Location identification entries
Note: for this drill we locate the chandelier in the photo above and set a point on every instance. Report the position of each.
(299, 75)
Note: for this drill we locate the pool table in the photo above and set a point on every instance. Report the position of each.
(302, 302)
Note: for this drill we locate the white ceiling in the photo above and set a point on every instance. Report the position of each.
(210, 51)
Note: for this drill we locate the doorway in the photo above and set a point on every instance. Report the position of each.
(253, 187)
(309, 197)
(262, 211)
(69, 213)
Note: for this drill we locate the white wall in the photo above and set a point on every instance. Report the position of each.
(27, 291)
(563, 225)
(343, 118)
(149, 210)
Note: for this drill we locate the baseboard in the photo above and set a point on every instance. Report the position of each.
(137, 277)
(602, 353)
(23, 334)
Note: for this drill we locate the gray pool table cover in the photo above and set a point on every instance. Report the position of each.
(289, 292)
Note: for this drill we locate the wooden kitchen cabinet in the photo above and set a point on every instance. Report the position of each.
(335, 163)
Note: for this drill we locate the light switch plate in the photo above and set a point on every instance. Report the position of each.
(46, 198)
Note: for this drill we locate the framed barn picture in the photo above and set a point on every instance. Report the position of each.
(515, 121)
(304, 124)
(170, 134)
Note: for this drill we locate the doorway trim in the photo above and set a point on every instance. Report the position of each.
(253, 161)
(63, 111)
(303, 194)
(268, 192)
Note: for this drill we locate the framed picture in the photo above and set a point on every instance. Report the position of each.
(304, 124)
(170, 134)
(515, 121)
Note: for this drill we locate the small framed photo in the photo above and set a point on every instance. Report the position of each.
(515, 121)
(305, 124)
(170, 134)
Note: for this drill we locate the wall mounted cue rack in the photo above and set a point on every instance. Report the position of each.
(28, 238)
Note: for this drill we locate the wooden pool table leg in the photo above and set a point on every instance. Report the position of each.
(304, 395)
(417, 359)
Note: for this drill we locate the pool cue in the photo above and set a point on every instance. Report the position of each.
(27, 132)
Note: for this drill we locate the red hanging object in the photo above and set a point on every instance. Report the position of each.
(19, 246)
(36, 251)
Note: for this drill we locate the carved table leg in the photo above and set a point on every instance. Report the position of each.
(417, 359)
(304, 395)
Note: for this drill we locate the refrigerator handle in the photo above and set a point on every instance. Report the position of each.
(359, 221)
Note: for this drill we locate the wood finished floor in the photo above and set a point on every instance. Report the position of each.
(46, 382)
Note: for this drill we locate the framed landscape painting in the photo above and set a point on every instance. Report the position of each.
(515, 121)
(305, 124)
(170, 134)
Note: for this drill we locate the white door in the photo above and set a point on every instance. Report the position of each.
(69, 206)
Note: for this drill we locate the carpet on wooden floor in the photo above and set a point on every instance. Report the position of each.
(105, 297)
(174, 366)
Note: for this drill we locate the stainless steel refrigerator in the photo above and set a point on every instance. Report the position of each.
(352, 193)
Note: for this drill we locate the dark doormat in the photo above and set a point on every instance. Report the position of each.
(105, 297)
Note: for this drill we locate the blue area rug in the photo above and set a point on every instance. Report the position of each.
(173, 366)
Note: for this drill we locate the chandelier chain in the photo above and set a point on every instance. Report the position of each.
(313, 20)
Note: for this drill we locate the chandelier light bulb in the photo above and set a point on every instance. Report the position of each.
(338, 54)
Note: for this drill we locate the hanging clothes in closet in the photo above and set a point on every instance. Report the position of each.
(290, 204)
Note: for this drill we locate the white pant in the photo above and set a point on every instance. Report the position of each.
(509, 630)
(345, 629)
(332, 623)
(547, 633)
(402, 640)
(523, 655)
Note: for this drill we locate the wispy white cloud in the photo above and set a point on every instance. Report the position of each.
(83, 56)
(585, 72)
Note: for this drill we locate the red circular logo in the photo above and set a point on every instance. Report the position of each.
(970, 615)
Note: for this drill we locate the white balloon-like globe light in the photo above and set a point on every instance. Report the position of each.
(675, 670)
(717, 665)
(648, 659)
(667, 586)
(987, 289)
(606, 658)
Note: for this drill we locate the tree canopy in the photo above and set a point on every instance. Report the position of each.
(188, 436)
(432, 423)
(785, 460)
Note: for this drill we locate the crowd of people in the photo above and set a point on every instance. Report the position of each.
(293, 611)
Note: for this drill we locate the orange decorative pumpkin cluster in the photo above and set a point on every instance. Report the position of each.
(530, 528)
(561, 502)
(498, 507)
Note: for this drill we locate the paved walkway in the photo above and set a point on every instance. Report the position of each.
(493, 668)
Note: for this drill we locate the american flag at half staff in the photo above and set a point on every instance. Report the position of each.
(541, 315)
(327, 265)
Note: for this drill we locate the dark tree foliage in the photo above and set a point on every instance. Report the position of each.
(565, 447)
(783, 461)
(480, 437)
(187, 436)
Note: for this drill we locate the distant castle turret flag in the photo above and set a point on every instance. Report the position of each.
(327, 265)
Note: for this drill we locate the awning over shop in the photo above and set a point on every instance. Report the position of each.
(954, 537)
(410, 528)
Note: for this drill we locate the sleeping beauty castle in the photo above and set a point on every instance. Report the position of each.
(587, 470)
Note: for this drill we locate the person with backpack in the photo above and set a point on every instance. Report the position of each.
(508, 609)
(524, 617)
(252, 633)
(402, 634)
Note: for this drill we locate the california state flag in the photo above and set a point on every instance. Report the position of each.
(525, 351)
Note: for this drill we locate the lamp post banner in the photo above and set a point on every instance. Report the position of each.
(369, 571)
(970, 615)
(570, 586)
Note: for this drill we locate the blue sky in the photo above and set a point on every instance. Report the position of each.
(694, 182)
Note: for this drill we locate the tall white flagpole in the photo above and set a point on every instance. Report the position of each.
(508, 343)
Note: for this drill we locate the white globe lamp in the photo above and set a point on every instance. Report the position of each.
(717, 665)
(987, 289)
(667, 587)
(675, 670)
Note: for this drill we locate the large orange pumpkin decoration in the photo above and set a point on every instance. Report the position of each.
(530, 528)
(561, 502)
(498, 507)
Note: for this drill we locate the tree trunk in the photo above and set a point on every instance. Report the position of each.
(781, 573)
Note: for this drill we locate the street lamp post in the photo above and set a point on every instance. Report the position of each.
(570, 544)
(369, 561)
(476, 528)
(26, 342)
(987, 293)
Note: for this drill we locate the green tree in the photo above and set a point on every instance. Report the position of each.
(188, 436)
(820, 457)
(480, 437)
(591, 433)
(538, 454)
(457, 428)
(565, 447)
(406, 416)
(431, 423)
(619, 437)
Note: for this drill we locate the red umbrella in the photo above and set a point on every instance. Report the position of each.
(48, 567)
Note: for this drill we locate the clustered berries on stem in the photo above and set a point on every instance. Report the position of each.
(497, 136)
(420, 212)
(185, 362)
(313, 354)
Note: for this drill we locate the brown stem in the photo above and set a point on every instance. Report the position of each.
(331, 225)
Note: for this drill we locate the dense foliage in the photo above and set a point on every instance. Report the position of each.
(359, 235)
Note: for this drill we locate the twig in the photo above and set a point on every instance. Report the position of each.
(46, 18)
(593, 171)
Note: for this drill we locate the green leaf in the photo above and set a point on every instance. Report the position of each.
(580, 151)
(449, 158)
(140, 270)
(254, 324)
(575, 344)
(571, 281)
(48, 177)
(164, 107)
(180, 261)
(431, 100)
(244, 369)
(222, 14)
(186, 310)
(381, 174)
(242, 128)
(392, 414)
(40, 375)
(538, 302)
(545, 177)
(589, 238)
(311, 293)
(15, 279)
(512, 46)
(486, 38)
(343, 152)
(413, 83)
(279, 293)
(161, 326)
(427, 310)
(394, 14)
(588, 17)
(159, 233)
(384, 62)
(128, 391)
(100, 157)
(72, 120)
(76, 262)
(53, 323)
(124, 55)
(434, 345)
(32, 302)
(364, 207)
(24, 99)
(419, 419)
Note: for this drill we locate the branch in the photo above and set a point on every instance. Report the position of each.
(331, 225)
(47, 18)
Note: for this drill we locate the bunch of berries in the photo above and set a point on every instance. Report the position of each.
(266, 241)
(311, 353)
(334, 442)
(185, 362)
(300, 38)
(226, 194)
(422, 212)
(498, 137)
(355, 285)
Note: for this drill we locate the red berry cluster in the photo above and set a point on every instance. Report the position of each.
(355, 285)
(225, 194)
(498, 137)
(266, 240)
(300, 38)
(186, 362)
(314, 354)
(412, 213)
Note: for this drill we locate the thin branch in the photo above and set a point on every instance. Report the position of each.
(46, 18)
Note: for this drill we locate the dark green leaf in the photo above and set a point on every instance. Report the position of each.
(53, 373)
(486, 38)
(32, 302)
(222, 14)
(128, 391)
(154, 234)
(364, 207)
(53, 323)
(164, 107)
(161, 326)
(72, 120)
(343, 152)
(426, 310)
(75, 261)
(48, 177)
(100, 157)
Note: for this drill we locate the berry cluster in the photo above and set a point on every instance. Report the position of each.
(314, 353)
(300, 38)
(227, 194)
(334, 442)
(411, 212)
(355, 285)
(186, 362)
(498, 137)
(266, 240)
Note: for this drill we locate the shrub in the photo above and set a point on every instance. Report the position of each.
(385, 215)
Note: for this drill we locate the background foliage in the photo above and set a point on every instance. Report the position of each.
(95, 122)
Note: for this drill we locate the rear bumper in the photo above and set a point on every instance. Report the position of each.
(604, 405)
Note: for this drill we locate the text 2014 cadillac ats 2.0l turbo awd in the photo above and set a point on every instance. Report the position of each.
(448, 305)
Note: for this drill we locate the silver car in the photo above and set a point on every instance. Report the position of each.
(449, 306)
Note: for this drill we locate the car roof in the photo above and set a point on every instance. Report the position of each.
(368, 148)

Exercise instructions:
Repeat exactly the lines starting at the line with "Note: for this drill we locate the branch" and ending with the final line of the entries. Include nothing else.

Full solution:
Note: for this drill we locate the branch in the photo above and set a point on every instance. Report the position of each.
(331, 225)
(47, 18)
Note: for this drill we locate the bunch of berries in the photo above and set a point on every instance. Report the position of each.
(266, 241)
(311, 353)
(334, 442)
(185, 362)
(300, 38)
(226, 194)
(422, 212)
(498, 137)
(355, 285)
Note: for this drill we locate the red berry cluster in the photo above and set a point on every instance. Report the position of each.
(355, 285)
(225, 194)
(498, 137)
(266, 240)
(300, 38)
(186, 362)
(314, 354)
(412, 213)
Note: for this drill we locate the thin branch in the photo above and set a point on every instance. Report the position of each.
(46, 18)
Note: for this drill we locate the dark green leaf in the photo above and set a point on every instance. Report the position of each.
(53, 373)
(486, 38)
(32, 302)
(222, 14)
(128, 391)
(154, 234)
(364, 207)
(53, 323)
(164, 107)
(161, 326)
(72, 120)
(343, 152)
(426, 310)
(75, 261)
(48, 177)
(100, 157)
Note: for this drill we locate the berry cluster in the photo above and set a point on every instance. Report the position of each.
(314, 353)
(300, 38)
(227, 194)
(334, 442)
(411, 212)
(355, 285)
(186, 362)
(498, 137)
(266, 240)
Note: for this drill we locate the shrub in the photo above and set a point on every instance. Report the position of each.
(385, 215)
Note: for this drill we locate the background foliage in the photo above and set a point on every instance. Report the position of each.
(95, 122)
Note: for this drill we locate the rear bumper in the photo above and set a point on every instance. Report the position of each.
(604, 405)
Note: for this drill we locate the text 2014 cadillac ats 2.0l turbo awd in the photo above and set a point on every instance. Report the position of each.
(448, 305)
Note: for this drill we locate the silver car in the photo above and set a point on every instance. Report the position of each.
(449, 306)
Note: for this drill we locate the car roof in the photo above and set a point on every instance. Report the position of each.
(368, 148)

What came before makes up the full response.